_Given text_
Sunday, December 31, 2006

Last post of the year

This year has been a bit of a change for my blog in that I've actually been writing fairly regular posts. It can be seen from the blog archive sidebar the difference compared to my output in 2004 and 2005, with a leap from a lowly 13 and 12 post to a massive 105 posts this year. I've also given a slight change in the look of the blog and upgraded to the new version of blogger. My resurgence in blogging came about due to having several more of my work colleagues starting their own blogs. This spurred me on to put some more of my ramblings down in electronic form resulting mainly in football based posts, but also several recipes, some travel stories, and even some science! Due the having more friends blogging I also seen a increase in my blog readership, so I thank all those that occasionally glance at what I've written.

Happy new year everyone!

Christmas lectures

One of the highlights of my Christmas time viewing (along with The Worlds Strongest Man and the World Darts Championship) are the Royal Institution Christmas Lectures. This year the lectures were by Oxford University maths Professor Marcus du Sautoy on various areas in maths. Unfortunately this year five, who are now showing the lectures, decided to put it on in an evening prime time slot of 7.15 pm and start showing it on Christmas day. This was not good for me and meant I ended up only seeing half of one lecture. This was annoying as I generally really enjoy the lecture series. Its previous approximately midday slot when it was on BBC2 and, briefly, Channel 4 was far better for me. In fact one of the RI Christmas Lectures from 1993 partly spurred on my interest in physics. It was called the Cosmic Onion and was given by Prof. Frank Close and covered in a really well done way pretty much everything from subatomic particles to the entire universe. The RI Lectures are designed for kids, but I think they are pretty much the best pieces of science programming on each year for any age group. I still think that the Cosmic Onion lecture is the best physics lecture I've ever seen - I still remember parts of it quite vividly - and if there exists a copy of the lectures on video I'd recommend it be shown in every secondary school science class to inspire the children.

Viva Las Vegas

Last night a large group of us went to Vegas. It didn't involve any flying across the Atlantic as you might expect as this Vegas was not located in the USA. For me, however, there was some flying involved as I had to get back up to Glasgow from my Christmas holidays back in St Albans. The Vegas in question was a club night held on a ferry mored on the Clyde in the centre of Glasgow, with a 1950s Las Vegas theme. The reason for our visit was as a leaving do for my friend, colleague and band mate John, who will sadly be moving to Birmingham in the next few days.

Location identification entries

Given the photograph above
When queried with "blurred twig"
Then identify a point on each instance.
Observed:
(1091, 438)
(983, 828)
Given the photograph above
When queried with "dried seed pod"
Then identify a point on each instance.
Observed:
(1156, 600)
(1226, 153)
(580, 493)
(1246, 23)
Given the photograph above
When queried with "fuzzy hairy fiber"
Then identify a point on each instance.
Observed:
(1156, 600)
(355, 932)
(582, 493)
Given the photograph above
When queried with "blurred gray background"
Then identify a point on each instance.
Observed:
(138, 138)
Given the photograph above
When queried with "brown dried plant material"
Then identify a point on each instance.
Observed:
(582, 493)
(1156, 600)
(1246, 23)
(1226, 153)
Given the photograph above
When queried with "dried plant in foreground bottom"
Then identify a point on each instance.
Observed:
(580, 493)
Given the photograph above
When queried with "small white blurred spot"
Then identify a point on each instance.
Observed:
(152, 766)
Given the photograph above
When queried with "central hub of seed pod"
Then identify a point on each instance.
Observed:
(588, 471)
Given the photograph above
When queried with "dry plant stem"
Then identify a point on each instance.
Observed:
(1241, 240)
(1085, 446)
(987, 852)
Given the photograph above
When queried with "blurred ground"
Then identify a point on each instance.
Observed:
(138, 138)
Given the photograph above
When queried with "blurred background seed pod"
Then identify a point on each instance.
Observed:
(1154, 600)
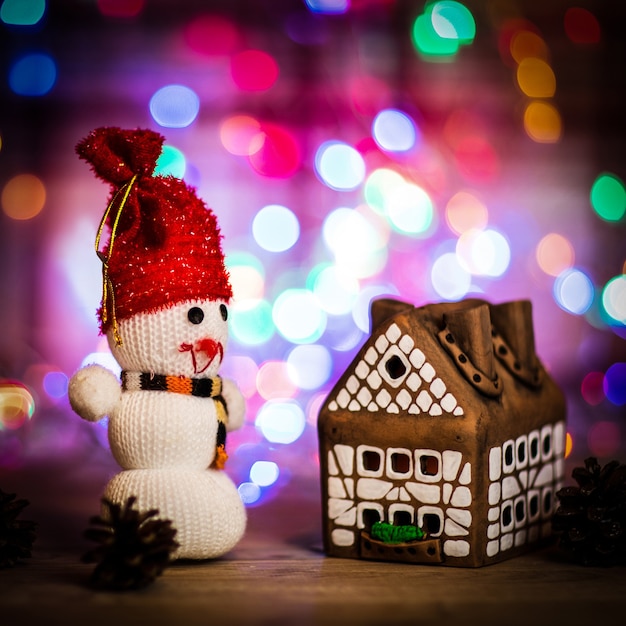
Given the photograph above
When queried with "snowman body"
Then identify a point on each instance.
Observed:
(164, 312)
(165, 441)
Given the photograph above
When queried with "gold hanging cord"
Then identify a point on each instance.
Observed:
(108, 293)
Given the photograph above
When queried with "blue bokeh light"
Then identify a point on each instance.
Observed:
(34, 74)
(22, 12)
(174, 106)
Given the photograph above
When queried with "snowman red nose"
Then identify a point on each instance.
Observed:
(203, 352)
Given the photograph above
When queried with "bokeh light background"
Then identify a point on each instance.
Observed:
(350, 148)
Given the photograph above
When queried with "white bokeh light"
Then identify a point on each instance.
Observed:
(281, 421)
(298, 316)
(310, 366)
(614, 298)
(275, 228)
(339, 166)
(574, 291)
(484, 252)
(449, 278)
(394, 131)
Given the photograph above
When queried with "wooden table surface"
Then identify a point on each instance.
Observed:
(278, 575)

_Goal 1_
Count the lines in the records that contain the string "light", and reply with only that number.
_Goal 2_
Write the next part of the blog text, picking up right after its final sentence.

_Expected output 1_
3

_Expected output 2_
This night out obviously required a bit of dressing up. My normal club attire is the same as my normal everyday wear: jeans or combats, t-shirt, hoodie. This didn't seem appropriate, so I decided to dust of my tux, which hasn't seen the light of day for about 5 years. I had a clip-on bow tie to go with the tux, but a clip-on doesn't allow for the cool untied-bow-tie-draped-around-the-neck look, so I bought a proper do-it-yourself version. This required a fair bit of practice, but I think it was worth it. I wasn't the only one to get dressed up and my friends put in a good showing with a variety of natty outfits - we all looked damn fine! In fact the majority of people at the club were also similarly dressed.

The night in all was a resounding success. I think everyone had a really good time and I know that I did. We danced vigorously to various 50s rock 'n' roll and swing type hits. We gambled our fake Elvis dollars on the roulette and black jack tables. We admired the Vegas showgirls in the fetching outfits (you can see them in some of the photos here). All great fun!

The night has inspired us to, I hope, venture beyond our normal Friday night pub outings. We'll definitely be heading back to Vegas again though.

Wednesday, December 27, 2006

...and Watford lose again!

In this years Boxing Day fixture list Watford had the delightful Christmas present of hosting Arsenal. In another case of nice try, but not quite there yet we managed to lose 2-1 via a late Arsenal goal. When will we get those much needed points? I await some inspired purchase in the January transfer window, or at least a nice Cup run to lift my spirits.

Tuesday, December 26, 2006

'Twas the day after Christmas...

First I'd just like to say that I hope everyone here in the blogosphere had a lovely Christmas. I'm at home with my family and have had the usual large amounts of food and a smattering of presents.

As is always my way I had a fairly frantic Christmas Eve. I'd managed to wrangle together a couple of presents before this, but still had the vast majority to buy and a dwindling amount of time. After last minute frantic scouring of the shops of St Albans I managed to get together a decent bunch of gifts, which were thankfully appreciated by their various recipients the following day.

I now have a few days of relaxing to do.

Thursday, December 21, 2006

Ich bin ein Berliner

Yesterday afternoon a couple of us made a trip into Berlin from Potsdam. Setting out from our hotel armed with a map of Potsdam, and a tiny bit of knowledge from walking into town a couple of nights before, we assumed finding the train station would be easy! About 50 mins, and several false dawns, later we arrived at the station with our map reading skills, and trust of people in tourist information offices, rather diminished.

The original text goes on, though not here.